#### ASSIGNED TASK:
Copy the result of filtering the entries below for lines that include the string "house".

#### EXTRACTED INFORMATION:
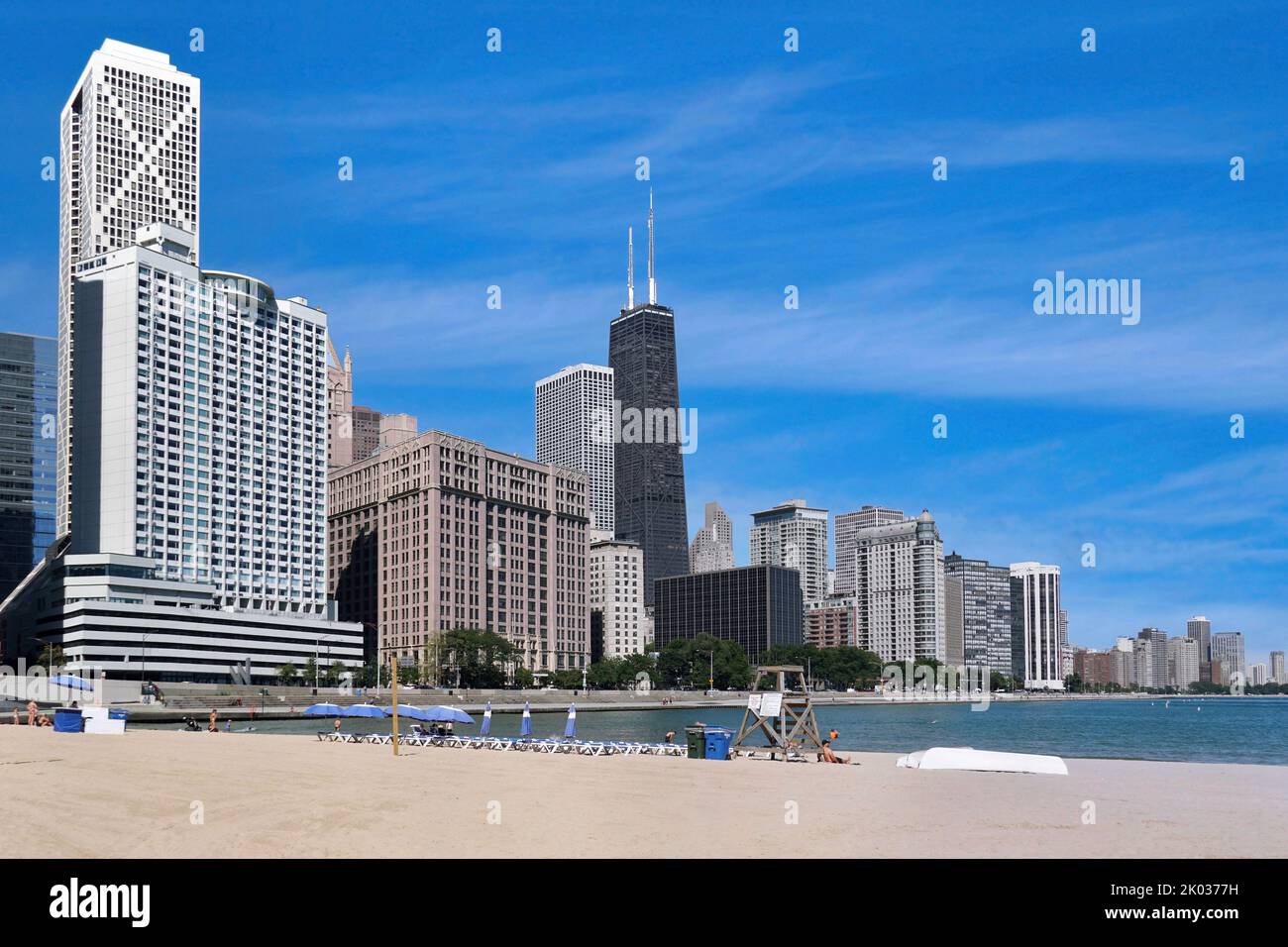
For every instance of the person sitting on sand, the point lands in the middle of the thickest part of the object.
(828, 757)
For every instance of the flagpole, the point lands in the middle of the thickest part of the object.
(393, 680)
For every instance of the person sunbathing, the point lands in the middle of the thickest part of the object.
(828, 757)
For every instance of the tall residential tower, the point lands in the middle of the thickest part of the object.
(712, 544)
(575, 410)
(794, 536)
(130, 155)
(648, 460)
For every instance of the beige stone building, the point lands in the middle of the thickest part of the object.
(442, 532)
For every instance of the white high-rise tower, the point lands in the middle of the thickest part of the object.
(130, 157)
(711, 549)
(1035, 657)
(575, 429)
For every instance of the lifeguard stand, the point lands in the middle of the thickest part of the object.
(797, 725)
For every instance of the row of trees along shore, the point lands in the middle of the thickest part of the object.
(477, 659)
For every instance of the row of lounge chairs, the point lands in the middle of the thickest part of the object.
(583, 748)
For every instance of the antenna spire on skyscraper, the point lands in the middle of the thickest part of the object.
(652, 282)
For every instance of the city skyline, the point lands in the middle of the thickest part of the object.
(1205, 497)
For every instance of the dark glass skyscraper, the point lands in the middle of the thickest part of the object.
(756, 605)
(647, 459)
(29, 438)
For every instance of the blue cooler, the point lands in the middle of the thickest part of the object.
(67, 720)
(717, 742)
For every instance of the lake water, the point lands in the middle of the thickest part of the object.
(1245, 729)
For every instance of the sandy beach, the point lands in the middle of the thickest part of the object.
(160, 792)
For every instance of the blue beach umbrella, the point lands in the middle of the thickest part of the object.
(441, 714)
(323, 710)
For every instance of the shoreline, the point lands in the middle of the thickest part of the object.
(587, 702)
(140, 793)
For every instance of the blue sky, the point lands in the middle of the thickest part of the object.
(772, 169)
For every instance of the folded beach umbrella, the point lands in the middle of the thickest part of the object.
(407, 710)
(323, 710)
(441, 714)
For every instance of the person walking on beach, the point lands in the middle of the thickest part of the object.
(828, 757)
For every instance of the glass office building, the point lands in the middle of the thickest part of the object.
(756, 605)
(29, 405)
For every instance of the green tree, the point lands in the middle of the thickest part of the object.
(635, 665)
(567, 680)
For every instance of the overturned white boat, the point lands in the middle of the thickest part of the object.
(983, 761)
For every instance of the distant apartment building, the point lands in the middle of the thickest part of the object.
(794, 536)
(986, 611)
(395, 429)
(617, 596)
(1122, 663)
(1094, 668)
(366, 432)
(846, 540)
(1035, 660)
(829, 622)
(575, 431)
(900, 589)
(1228, 650)
(1183, 663)
(711, 549)
(953, 620)
(443, 532)
(1065, 651)
(29, 406)
(356, 432)
(755, 605)
(1154, 673)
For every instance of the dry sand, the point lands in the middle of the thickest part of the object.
(262, 795)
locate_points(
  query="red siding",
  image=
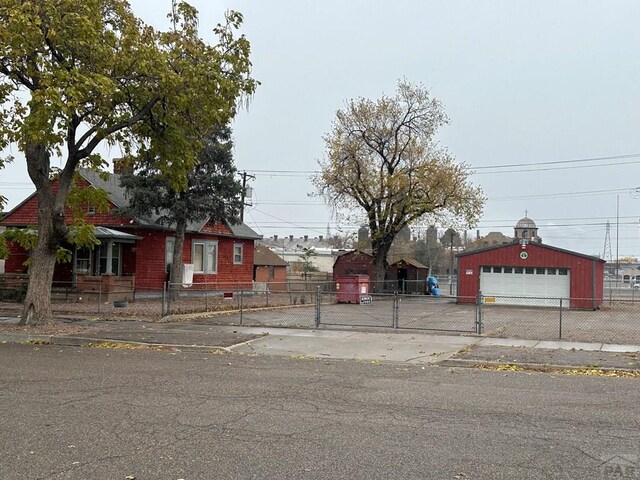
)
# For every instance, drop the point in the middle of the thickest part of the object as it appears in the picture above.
(539, 255)
(145, 259)
(150, 260)
(355, 262)
(17, 257)
(279, 280)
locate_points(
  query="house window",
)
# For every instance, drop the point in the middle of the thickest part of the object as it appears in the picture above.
(103, 258)
(83, 261)
(204, 256)
(237, 253)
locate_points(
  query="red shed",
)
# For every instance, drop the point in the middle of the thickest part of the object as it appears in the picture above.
(516, 272)
(355, 262)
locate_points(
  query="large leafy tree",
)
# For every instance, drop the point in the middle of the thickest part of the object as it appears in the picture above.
(212, 193)
(76, 74)
(382, 159)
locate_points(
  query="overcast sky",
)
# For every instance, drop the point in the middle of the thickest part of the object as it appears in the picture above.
(523, 82)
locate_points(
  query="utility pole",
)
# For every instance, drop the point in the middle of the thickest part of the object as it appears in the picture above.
(245, 175)
(451, 265)
(617, 239)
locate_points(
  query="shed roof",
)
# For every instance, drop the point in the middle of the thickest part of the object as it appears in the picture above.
(537, 244)
(410, 261)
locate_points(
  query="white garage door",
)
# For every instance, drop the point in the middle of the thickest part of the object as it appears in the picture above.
(517, 285)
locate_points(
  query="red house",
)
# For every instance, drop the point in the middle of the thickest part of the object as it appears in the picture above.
(531, 273)
(135, 253)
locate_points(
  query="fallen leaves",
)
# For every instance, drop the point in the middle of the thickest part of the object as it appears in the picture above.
(128, 346)
(594, 372)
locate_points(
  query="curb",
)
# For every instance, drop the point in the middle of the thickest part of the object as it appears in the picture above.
(20, 338)
(543, 367)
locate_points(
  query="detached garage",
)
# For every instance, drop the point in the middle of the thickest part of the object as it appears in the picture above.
(518, 272)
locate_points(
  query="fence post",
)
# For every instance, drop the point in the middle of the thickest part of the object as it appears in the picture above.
(206, 298)
(318, 300)
(560, 324)
(396, 311)
(479, 325)
(164, 298)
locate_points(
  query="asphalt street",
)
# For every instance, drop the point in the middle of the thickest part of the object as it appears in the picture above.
(79, 413)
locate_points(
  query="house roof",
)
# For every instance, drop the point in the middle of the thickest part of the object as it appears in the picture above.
(264, 257)
(111, 234)
(117, 195)
(537, 244)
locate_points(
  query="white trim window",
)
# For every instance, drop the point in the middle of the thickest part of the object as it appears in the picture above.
(237, 253)
(204, 256)
(168, 252)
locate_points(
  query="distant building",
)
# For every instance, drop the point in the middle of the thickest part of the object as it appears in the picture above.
(269, 268)
(291, 249)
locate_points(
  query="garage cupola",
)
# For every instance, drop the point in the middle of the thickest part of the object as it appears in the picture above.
(526, 229)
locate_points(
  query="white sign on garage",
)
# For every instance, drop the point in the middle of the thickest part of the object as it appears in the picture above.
(512, 285)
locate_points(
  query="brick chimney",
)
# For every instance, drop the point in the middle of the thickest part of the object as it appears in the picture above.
(122, 165)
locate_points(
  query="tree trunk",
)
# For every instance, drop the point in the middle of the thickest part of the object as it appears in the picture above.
(177, 267)
(51, 233)
(380, 251)
(37, 303)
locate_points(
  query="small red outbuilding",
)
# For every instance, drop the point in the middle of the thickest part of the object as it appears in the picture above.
(531, 273)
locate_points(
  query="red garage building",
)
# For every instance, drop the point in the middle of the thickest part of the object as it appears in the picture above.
(523, 270)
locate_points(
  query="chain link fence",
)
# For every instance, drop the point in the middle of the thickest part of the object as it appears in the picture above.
(312, 304)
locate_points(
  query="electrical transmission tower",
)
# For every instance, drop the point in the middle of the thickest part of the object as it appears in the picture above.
(606, 253)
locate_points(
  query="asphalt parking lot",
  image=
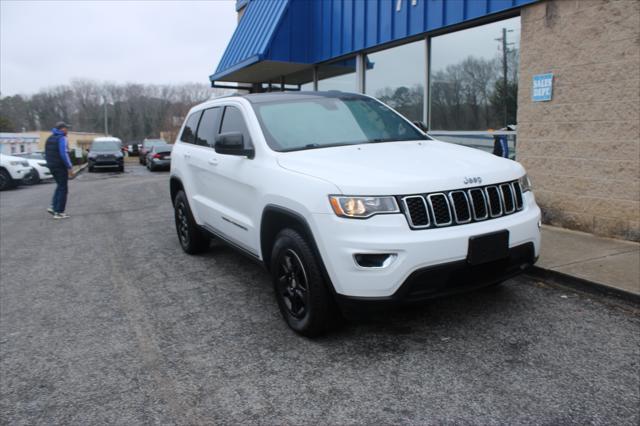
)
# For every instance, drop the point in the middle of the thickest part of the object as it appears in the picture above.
(103, 319)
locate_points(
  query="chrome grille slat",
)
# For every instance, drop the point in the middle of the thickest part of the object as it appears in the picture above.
(461, 206)
(494, 200)
(518, 193)
(438, 203)
(478, 204)
(508, 201)
(416, 217)
(461, 209)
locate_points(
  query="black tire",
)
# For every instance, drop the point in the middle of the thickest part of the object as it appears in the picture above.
(303, 295)
(32, 178)
(193, 240)
(6, 182)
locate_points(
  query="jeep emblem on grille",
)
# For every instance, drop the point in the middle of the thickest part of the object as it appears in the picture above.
(468, 180)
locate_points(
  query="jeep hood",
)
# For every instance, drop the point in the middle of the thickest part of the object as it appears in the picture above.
(396, 168)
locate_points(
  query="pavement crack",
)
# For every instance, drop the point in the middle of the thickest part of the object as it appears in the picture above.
(591, 259)
(164, 385)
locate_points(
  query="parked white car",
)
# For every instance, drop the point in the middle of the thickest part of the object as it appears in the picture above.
(38, 162)
(12, 171)
(344, 200)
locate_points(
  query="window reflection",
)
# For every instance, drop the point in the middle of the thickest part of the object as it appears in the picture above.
(467, 89)
(339, 75)
(397, 76)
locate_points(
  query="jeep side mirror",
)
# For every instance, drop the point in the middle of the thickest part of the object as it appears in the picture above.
(232, 143)
(420, 125)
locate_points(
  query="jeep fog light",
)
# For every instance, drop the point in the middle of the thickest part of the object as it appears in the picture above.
(362, 207)
(378, 260)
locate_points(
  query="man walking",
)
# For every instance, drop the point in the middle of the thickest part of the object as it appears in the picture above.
(59, 163)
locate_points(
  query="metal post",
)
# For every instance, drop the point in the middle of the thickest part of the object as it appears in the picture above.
(426, 113)
(504, 73)
(360, 82)
(315, 78)
(106, 125)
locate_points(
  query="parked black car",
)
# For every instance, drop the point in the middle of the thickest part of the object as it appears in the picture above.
(133, 148)
(147, 144)
(105, 154)
(159, 157)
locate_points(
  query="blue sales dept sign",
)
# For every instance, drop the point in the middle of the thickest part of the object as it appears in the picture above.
(542, 87)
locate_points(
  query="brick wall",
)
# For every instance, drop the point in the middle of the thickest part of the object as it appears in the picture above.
(582, 148)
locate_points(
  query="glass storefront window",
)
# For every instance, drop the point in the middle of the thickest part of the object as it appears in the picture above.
(339, 75)
(467, 86)
(397, 77)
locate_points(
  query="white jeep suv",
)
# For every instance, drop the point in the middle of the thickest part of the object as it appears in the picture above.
(345, 201)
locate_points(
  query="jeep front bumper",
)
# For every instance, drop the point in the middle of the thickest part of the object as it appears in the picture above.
(421, 263)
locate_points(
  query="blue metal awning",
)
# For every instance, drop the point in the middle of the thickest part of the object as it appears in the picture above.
(282, 38)
(250, 56)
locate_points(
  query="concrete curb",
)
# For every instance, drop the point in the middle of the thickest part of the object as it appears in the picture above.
(80, 168)
(582, 284)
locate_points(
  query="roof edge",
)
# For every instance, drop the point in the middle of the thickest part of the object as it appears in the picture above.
(249, 61)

#### FINAL ANSWER:
  query="house window",
  query="red house",
  query="house roof",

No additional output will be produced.